Location labeling data excerpts
****************
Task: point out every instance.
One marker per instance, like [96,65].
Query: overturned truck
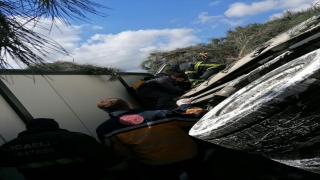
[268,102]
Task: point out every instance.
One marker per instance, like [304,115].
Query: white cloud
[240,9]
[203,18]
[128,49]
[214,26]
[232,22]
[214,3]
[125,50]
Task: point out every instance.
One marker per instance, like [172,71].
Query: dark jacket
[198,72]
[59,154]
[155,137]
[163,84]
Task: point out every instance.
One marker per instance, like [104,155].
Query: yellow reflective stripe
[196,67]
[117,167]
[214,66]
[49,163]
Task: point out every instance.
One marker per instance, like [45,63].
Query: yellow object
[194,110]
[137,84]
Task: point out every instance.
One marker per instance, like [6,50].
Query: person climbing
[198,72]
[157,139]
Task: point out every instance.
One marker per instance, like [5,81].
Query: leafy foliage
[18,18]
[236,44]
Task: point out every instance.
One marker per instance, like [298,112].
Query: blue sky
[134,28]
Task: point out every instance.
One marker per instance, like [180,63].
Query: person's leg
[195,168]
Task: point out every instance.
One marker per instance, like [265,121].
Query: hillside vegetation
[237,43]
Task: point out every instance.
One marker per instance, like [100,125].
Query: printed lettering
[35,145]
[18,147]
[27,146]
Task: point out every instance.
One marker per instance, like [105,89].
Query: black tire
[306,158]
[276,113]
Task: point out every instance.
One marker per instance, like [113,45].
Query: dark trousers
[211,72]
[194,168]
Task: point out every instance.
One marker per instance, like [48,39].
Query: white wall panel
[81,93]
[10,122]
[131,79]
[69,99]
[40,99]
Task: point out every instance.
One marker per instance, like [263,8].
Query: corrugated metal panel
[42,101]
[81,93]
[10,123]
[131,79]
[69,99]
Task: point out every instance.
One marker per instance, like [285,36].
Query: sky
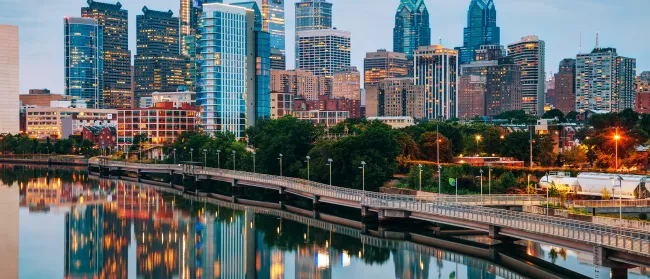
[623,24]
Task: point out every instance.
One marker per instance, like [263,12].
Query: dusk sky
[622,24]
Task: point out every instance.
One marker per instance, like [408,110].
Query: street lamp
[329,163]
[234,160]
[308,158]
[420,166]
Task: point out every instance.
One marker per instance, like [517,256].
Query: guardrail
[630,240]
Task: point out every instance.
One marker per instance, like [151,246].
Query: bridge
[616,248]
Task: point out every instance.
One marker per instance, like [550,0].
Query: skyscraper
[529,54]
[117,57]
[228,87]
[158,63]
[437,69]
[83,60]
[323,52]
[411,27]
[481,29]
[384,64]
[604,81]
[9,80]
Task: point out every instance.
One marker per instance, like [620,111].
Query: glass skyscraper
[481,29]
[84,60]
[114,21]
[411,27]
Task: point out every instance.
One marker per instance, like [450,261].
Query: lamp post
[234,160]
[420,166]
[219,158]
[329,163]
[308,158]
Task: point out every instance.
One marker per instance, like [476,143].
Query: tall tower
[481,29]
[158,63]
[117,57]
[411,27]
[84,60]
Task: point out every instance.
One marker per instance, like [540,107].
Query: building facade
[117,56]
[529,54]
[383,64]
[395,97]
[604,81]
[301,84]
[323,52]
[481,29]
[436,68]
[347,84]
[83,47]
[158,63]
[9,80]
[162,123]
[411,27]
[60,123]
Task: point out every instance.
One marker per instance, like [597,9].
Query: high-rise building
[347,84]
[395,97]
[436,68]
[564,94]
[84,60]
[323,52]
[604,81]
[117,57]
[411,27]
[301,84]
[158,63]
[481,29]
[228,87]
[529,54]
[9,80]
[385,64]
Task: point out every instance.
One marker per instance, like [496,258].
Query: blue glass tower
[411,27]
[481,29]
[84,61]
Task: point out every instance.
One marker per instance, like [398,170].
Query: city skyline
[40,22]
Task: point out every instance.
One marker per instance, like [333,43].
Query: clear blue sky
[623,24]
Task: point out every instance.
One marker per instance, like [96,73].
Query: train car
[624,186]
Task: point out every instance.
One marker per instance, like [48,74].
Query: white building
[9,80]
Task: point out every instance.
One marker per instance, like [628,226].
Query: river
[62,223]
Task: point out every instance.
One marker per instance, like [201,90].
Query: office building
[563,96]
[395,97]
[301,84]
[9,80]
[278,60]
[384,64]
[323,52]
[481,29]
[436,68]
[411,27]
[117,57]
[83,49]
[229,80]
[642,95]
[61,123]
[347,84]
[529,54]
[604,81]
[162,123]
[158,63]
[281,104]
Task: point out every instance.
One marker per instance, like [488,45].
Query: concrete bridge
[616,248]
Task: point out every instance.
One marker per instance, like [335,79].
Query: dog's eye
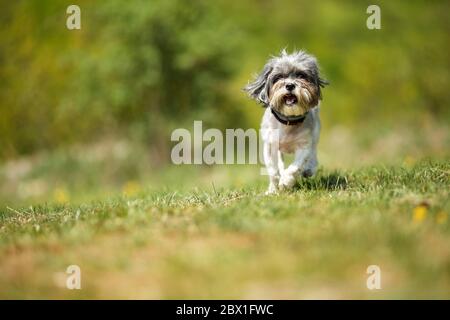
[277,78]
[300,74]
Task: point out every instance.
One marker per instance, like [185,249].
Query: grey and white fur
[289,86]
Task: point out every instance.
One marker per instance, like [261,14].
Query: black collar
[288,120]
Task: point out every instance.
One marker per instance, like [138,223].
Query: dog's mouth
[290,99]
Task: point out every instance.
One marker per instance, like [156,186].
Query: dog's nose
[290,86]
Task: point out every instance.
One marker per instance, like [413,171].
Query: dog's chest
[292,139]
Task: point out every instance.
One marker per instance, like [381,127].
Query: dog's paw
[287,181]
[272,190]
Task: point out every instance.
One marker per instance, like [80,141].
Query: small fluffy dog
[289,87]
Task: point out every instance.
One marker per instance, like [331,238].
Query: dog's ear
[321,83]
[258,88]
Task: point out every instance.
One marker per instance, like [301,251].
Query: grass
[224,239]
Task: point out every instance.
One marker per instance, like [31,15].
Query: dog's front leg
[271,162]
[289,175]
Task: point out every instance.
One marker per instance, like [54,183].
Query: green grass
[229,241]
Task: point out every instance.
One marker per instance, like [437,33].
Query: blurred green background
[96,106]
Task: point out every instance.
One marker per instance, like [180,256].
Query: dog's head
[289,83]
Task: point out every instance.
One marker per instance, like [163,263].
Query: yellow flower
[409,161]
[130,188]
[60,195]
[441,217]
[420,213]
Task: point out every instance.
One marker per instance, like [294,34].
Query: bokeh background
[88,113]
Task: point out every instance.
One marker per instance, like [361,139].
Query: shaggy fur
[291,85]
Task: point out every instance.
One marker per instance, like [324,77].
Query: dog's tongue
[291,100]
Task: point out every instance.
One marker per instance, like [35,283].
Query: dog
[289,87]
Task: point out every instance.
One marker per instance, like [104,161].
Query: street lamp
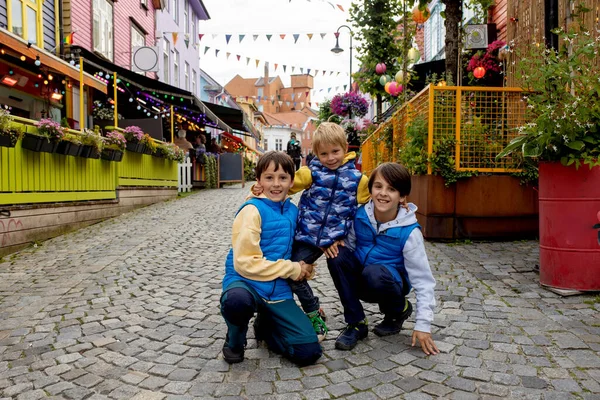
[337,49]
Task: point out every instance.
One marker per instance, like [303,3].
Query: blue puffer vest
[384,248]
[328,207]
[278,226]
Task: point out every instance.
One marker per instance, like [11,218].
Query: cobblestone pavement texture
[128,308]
****************
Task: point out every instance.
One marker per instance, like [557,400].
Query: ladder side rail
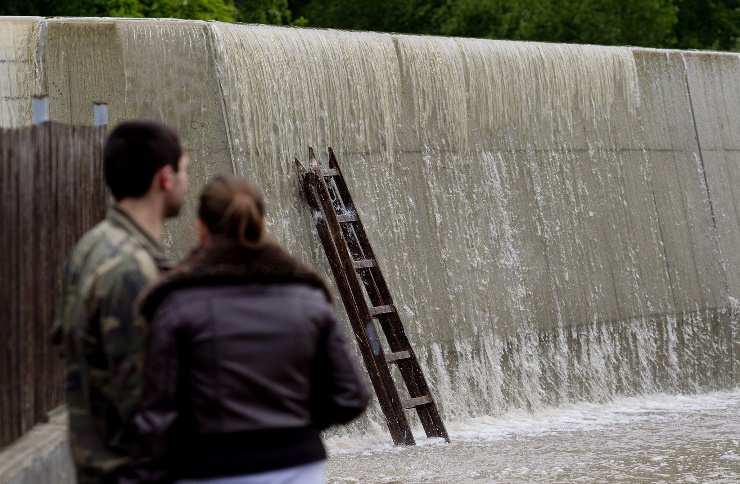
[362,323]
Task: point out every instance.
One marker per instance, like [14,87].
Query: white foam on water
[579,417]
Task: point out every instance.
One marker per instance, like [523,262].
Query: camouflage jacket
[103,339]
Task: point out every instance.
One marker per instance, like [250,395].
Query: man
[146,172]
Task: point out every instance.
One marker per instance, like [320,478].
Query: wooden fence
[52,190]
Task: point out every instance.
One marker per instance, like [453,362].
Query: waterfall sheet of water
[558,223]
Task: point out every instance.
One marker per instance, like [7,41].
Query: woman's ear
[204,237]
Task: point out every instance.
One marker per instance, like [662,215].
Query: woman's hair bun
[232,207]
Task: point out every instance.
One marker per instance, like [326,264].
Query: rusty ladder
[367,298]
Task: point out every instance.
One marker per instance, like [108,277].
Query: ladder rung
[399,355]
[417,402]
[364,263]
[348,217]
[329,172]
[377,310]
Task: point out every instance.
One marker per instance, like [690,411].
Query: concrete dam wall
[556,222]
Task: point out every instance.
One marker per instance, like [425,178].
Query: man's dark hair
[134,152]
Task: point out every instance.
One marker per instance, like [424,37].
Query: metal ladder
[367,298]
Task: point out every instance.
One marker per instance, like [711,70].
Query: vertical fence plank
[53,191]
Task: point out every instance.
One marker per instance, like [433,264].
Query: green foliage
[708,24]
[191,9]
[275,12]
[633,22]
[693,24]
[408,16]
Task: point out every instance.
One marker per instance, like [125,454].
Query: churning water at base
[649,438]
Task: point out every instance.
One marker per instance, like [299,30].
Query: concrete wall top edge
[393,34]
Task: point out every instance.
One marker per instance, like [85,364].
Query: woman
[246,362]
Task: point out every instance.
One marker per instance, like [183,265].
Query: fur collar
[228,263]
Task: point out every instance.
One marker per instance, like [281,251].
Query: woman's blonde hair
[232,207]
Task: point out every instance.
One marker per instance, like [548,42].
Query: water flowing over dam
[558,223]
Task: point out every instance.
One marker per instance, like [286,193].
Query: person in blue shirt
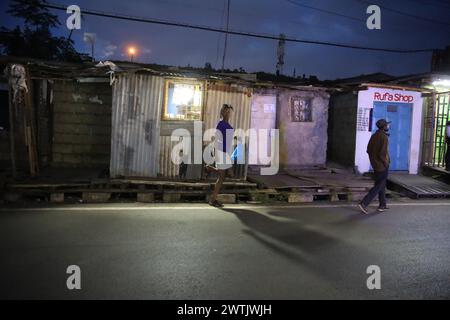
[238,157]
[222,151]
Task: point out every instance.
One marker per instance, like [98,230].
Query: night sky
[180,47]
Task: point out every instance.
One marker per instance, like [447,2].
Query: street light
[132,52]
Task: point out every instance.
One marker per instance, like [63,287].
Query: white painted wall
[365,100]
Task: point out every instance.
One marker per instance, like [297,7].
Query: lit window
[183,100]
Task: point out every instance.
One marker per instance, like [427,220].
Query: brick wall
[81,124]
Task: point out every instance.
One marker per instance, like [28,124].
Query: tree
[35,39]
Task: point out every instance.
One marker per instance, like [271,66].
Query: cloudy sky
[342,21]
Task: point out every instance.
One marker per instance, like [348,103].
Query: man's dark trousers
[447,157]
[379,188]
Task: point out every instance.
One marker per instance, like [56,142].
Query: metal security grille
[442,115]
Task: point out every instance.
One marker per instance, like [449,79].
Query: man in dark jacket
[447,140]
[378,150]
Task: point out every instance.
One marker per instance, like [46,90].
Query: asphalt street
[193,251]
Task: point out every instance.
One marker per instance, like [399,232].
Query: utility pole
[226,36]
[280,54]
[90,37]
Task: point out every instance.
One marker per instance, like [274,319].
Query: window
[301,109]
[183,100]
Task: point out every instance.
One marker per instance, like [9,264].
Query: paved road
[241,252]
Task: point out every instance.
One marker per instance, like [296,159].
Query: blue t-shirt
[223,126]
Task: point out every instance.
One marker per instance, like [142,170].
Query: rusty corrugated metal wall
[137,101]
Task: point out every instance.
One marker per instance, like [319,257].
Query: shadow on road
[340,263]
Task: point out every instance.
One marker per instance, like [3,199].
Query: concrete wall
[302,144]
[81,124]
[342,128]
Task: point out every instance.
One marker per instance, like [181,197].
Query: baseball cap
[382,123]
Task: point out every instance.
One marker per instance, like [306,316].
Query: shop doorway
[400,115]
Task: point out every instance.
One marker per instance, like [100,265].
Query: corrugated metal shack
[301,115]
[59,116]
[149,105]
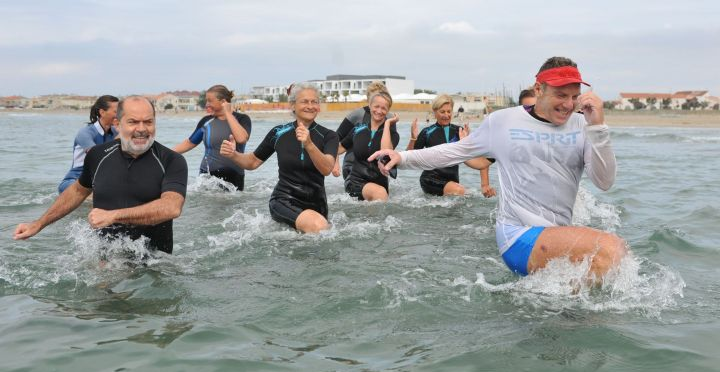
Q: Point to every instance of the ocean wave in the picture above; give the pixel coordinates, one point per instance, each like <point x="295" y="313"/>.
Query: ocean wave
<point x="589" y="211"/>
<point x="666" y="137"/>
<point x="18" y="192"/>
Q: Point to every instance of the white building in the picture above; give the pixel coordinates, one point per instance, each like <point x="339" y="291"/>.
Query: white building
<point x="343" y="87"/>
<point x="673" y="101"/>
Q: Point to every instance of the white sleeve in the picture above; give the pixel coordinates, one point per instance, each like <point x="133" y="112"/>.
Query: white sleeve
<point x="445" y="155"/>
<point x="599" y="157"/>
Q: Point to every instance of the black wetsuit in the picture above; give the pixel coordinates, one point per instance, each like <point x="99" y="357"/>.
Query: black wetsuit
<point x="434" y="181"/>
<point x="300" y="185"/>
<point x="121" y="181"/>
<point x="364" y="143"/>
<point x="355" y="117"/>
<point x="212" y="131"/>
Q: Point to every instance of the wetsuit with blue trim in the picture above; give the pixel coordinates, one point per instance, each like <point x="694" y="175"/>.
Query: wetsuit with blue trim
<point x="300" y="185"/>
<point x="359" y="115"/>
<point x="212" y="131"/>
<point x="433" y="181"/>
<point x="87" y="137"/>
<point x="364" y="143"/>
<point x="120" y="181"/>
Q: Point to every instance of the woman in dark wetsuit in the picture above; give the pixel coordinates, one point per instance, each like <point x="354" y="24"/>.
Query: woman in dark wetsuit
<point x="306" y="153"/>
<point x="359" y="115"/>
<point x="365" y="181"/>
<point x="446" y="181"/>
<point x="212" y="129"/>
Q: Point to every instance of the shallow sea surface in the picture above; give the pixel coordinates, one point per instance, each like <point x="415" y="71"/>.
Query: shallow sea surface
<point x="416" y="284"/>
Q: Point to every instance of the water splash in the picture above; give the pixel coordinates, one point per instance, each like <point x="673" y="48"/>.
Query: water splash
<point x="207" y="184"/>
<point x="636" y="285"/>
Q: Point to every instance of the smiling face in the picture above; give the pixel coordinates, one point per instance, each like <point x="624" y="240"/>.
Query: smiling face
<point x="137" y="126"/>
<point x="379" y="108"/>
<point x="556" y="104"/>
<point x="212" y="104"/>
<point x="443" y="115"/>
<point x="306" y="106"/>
****************
▶ **Work required**: Return each line of the entries above that contains the word "white", copying every such line in full. Treat the match as case-sensitive.

▶ **Solved problem**:
Query: white cloud
Query: white wall panel
Query: white building
Query: grey and white fur
Query: white foam on water
Query: white painted wall
Q: Point to every instance of the white building in the picture above; give the pixel coordinates, one point per instance, each like <point x="339" y="291"/>.
Query: white building
Q: Point to every instance of the white sleeve in the picture above; give the pixel coordinates, one point per instance, each like <point x="133" y="112"/>.
Query: white sleeve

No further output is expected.